> _Your instructions_: Gather every line from the entries below that includes "seated".

> _Photo-based referring expression data_:
- Opening Delimiter -

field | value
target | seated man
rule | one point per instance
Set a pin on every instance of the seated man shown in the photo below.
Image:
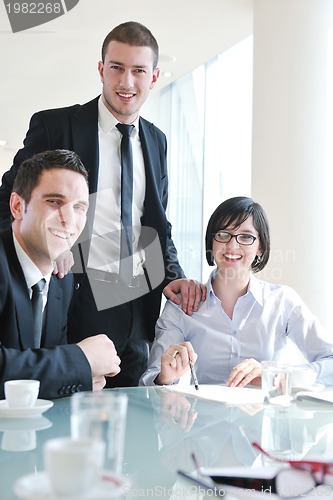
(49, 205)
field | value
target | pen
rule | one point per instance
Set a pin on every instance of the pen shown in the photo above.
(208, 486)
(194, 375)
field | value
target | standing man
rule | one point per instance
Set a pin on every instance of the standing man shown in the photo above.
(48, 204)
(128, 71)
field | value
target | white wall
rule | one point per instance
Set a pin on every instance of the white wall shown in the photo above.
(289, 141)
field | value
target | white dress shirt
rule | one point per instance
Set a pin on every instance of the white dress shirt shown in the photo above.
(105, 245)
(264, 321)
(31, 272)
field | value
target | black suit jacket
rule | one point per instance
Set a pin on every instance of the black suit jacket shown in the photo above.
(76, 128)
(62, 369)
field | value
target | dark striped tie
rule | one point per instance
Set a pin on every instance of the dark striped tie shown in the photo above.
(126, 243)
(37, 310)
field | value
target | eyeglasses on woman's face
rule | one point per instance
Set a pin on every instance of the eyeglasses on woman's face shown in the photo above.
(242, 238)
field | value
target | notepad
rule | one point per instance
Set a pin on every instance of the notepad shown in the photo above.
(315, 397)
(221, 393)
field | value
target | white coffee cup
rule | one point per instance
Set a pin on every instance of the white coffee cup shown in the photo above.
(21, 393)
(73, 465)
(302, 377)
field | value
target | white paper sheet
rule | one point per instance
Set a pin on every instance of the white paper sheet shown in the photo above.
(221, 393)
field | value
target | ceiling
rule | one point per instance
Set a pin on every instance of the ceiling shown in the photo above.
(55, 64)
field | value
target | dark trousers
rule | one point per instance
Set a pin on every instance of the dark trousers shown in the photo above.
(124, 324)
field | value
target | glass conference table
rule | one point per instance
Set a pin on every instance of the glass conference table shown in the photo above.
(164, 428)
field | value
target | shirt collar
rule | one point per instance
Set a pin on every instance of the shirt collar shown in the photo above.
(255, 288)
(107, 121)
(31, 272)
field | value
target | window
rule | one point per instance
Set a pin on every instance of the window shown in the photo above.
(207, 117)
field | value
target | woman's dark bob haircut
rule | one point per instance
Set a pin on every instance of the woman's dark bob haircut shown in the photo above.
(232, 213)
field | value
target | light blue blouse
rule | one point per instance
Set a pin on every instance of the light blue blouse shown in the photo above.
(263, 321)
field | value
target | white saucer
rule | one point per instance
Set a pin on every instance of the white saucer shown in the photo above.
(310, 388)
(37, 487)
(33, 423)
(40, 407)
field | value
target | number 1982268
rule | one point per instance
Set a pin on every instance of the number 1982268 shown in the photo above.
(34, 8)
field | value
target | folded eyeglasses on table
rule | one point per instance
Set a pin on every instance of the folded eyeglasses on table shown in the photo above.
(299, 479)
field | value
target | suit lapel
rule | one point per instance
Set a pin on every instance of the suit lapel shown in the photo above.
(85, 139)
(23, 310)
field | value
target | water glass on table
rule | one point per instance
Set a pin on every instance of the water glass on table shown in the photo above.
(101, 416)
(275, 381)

- Closing Delimiter -
- Opening Delimiter -

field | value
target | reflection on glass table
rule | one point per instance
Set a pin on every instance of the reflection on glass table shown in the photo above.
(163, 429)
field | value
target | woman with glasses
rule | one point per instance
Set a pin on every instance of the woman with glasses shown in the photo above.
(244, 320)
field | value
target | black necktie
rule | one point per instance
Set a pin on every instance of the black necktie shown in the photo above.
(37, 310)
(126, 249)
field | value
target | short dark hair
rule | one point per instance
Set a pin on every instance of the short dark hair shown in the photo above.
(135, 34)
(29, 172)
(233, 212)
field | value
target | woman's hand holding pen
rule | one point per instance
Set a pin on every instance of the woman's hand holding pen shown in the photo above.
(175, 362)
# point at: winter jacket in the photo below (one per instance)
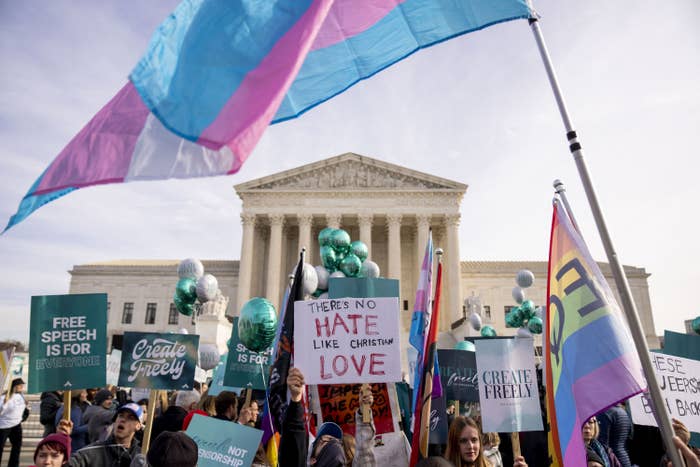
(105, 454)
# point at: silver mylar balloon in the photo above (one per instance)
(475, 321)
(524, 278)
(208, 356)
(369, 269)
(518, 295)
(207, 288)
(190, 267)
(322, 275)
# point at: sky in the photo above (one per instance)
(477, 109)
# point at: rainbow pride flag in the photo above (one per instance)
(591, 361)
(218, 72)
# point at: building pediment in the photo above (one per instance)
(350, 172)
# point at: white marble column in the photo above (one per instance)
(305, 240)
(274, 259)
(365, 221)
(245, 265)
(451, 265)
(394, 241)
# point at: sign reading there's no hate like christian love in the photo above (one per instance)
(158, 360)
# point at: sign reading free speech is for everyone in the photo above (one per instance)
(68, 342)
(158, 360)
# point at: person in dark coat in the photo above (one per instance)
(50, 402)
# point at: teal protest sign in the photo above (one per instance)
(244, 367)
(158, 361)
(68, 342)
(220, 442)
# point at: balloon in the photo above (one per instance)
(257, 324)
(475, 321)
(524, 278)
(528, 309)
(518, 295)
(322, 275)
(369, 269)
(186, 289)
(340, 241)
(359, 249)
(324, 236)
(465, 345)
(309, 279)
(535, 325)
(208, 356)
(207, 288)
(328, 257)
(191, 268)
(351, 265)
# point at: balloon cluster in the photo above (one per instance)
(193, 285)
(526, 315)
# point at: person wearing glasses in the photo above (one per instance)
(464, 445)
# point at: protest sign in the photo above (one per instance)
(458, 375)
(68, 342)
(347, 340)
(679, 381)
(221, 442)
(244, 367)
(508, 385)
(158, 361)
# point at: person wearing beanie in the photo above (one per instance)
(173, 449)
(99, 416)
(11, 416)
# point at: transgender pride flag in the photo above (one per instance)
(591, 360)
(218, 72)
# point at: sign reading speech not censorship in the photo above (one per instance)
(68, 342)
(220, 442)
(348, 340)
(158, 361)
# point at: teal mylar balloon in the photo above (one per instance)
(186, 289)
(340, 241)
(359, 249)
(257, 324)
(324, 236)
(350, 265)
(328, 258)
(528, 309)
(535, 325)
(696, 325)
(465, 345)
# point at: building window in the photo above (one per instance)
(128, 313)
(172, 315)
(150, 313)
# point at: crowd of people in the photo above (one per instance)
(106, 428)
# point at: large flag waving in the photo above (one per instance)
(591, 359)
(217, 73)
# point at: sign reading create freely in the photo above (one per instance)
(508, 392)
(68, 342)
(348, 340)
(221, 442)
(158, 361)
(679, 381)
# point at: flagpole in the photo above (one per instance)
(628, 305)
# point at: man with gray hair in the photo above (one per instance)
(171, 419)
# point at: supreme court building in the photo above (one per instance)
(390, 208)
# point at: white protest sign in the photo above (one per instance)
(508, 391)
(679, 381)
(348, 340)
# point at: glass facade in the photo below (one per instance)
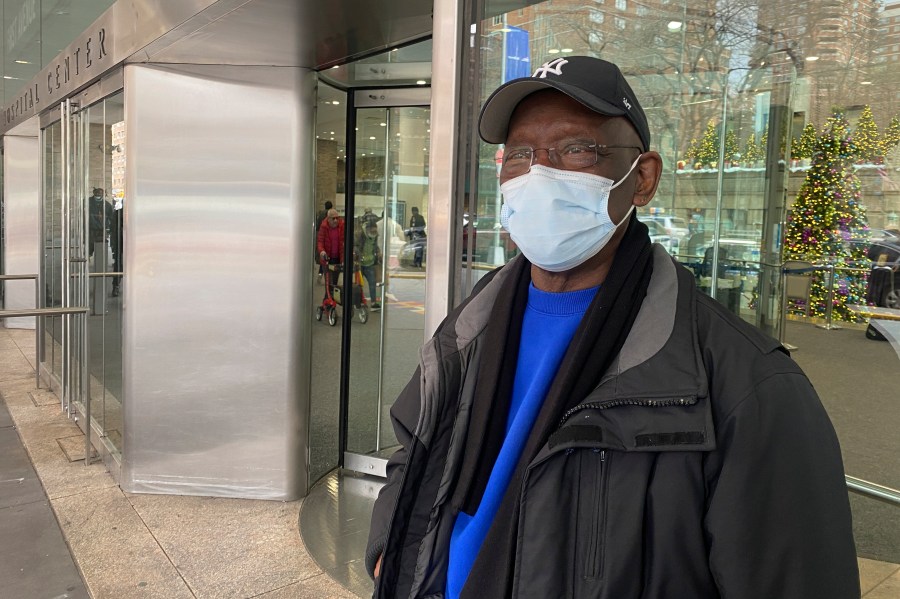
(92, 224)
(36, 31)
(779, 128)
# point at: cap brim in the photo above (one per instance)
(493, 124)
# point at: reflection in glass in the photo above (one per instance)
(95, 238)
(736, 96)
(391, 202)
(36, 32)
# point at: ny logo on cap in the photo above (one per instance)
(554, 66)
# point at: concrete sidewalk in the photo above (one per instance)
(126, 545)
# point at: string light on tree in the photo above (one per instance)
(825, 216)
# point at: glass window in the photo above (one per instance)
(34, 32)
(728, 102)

- Closing Delimiter -

> _Your response_:
target | seated man
Set a pin on every instance of the seated man shown in the photo below.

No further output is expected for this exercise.